# Exercise objective:
Retype the line with "locate tall tree" in it, then each line after it to the end of the data, word for word.

# Supplied material:
____

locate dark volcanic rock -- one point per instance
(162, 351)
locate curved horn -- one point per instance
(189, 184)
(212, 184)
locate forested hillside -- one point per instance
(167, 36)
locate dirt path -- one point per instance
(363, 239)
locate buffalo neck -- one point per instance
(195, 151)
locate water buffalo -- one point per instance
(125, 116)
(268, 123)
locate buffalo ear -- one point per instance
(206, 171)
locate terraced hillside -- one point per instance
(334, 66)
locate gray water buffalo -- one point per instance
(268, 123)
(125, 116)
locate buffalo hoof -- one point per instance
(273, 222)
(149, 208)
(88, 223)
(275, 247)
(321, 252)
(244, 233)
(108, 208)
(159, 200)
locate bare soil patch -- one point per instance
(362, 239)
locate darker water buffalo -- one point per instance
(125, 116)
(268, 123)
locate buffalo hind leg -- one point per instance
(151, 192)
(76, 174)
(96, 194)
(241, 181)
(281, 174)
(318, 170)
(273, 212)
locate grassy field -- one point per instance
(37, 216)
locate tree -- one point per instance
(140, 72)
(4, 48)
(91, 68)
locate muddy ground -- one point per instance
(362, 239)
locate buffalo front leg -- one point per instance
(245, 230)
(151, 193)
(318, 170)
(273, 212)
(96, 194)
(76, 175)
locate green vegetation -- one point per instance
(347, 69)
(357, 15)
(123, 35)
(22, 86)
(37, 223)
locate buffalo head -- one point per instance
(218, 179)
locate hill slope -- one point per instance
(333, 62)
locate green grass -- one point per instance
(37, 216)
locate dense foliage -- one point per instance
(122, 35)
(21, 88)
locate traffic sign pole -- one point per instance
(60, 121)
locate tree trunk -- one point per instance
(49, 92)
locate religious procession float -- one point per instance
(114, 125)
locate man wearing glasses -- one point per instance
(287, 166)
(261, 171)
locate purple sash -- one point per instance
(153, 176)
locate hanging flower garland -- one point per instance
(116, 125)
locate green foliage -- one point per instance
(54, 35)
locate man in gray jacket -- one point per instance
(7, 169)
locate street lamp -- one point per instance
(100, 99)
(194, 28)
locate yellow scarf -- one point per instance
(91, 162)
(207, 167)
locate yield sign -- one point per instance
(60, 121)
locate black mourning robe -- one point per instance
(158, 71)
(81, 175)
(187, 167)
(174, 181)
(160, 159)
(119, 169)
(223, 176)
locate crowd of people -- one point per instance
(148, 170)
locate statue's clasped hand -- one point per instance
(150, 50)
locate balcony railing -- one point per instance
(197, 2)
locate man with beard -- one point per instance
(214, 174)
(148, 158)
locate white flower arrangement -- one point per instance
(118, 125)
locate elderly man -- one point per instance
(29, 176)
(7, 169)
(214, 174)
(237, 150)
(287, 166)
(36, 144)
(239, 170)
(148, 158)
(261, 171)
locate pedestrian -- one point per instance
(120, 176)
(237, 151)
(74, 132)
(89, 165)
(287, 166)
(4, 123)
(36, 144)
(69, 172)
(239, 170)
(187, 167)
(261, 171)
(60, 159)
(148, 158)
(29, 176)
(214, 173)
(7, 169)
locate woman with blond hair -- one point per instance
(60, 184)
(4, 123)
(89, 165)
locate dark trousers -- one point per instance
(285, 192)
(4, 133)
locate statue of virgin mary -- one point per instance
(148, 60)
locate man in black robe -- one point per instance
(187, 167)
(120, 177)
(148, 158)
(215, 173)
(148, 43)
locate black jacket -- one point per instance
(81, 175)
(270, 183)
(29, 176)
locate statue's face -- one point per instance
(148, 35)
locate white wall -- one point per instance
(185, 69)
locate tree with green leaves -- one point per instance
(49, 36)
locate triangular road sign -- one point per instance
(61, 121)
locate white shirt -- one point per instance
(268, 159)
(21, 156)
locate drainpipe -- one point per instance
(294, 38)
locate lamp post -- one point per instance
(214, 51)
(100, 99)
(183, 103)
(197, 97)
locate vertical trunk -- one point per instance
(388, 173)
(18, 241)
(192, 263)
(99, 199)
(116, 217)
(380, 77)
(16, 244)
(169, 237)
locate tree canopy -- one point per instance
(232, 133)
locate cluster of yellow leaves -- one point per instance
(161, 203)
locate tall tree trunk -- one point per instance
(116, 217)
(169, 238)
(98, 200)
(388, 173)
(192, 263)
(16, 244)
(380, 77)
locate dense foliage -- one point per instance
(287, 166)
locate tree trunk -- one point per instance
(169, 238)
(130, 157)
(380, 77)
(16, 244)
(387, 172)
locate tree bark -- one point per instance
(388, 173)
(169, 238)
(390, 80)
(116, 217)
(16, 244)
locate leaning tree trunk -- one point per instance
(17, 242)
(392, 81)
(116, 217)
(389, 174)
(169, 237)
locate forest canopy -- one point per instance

____

# Solved problem:
locate tall tree trunk -- one point per instance
(116, 217)
(169, 238)
(98, 200)
(388, 173)
(192, 263)
(16, 244)
(380, 77)
locate dense foliage -- one point per instance
(287, 166)
locate tree trunk -- one point per instance
(169, 238)
(130, 157)
(380, 77)
(16, 244)
(387, 172)
locate tree bark -- one point per instance
(388, 173)
(169, 238)
(390, 80)
(116, 217)
(16, 244)
locate leaning tree trunk -- one point per instance
(17, 242)
(392, 81)
(116, 217)
(389, 174)
(169, 237)
locate forest canopy -- one point per instance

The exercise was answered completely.